AIM OF THE TASK:
Write out the part of the ultrasound story starting at "By 11:30pm or" and ending at "else was discovered.".

READING TEXT:
After two postponements at the OB-GYN (some women just do not have the decency to have their labors at appropriate times) we found ourselves in the office at 7:30pm Friday night. We waited and waited. This is par for the course at our OB's. If you want the best OB in town you have to deal with the lines. I guess part of me is irritated that there are such waits, on the other hand, the fact that he was there late into the night seeing people says something about him.
By 11:30pm or so, we were eventually shown in. This was basically just an appointment for the ultrasound, so we did not spend a great deal of time doing much else, we were all exhausted. Whenever there is an ultrasound I get extremely nervous. It is like being tested for a terrible disease. You might not think about it at all until you get tested, then the possibility that you could have the disease looms large. I dread the possibility of some sign of something wrong, a malformed heart, curved spine, small placenta whatever. Thankfully, the ultrasound showed a healthy spine, brain, heart, stomach, placenta and cervix, all great news. That was the most important news to me. But I guess someone of you might be wondering if anything else was discovered.
Well after a perplexing journey through layers of our little baby (ultrasounds provide cross-sections through the body, it is pretty cool actually) we finally saw two fairly meaty thighs (for fetus only 7 inches long), and nestled between them was evidence that:
We are having a Boy!

Items in a dataset
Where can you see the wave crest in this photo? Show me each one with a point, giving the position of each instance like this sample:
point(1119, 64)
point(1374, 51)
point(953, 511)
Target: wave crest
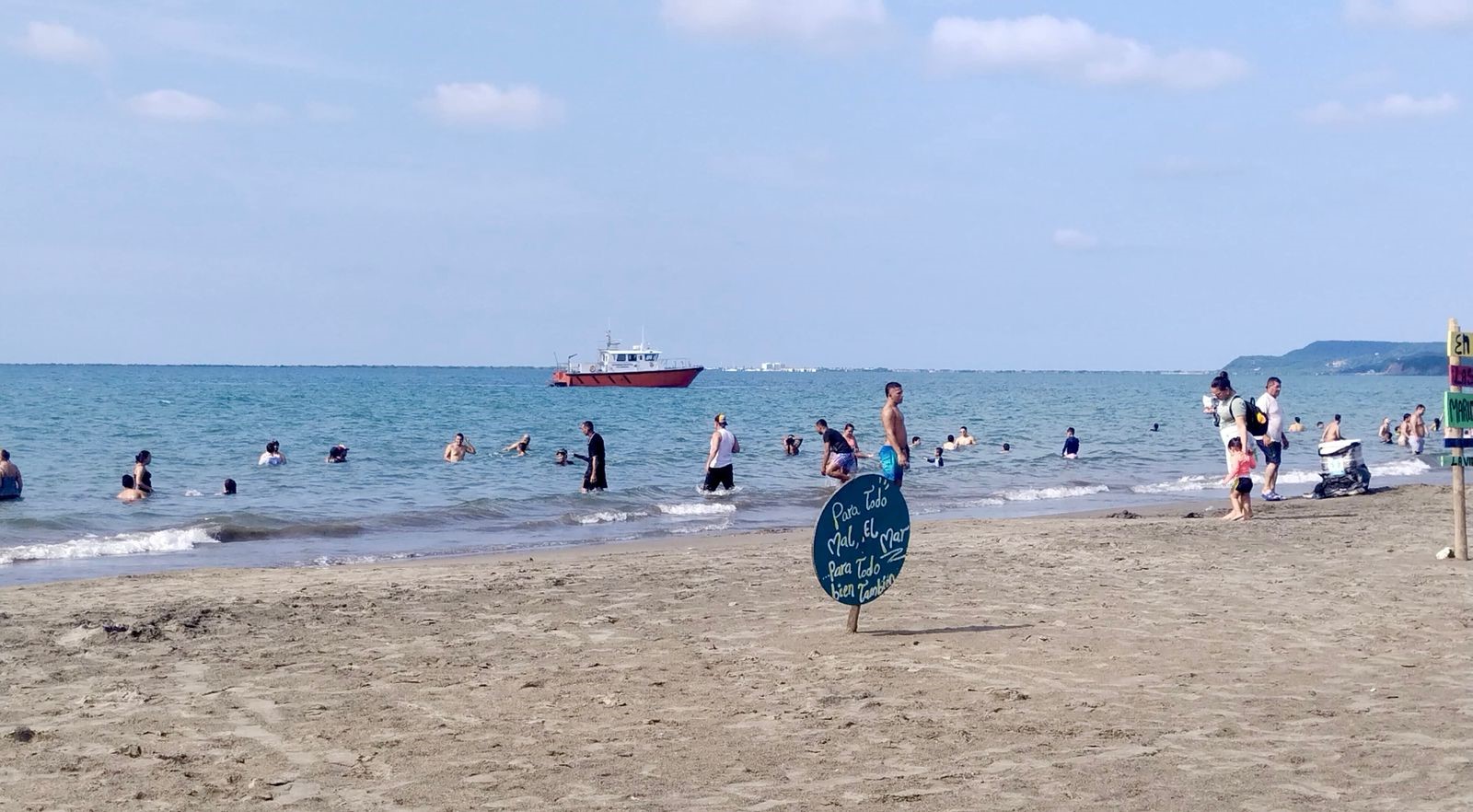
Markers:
point(173, 539)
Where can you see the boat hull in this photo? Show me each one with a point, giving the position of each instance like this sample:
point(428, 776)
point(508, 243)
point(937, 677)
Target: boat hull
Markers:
point(657, 379)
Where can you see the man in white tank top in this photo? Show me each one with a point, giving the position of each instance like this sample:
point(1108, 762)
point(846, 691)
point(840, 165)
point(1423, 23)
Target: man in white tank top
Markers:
point(719, 458)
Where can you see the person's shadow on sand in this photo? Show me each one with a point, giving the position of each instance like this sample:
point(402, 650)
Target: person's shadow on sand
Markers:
point(950, 630)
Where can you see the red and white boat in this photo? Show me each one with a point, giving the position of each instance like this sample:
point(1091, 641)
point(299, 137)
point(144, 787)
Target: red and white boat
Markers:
point(633, 365)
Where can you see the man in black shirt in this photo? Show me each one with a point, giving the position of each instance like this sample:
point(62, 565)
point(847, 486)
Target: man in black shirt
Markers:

YOUR SOLUTION:
By 11:30pm or so, we were eventually shown in. This was basically just an appointment for the ultrasound, so we did not spend a great deal of time doing much else, we were all exhausted. Whenever there is an ultrasound I get extremely nervous. It is like being tested for a terrible disease. You might not think about it at all until you get tested, then the possibility that you could have the disease looms large. I dread the possibility of some sign of something wrong, a malformed heart, curved spine, small placenta whatever. Thankfully, the ultrasound showed a healthy spine, brain, heart, stomach, placenta and cervix, all great news. That was the most important news to me. But I guess someone of you might be wondering if anything else was discovered.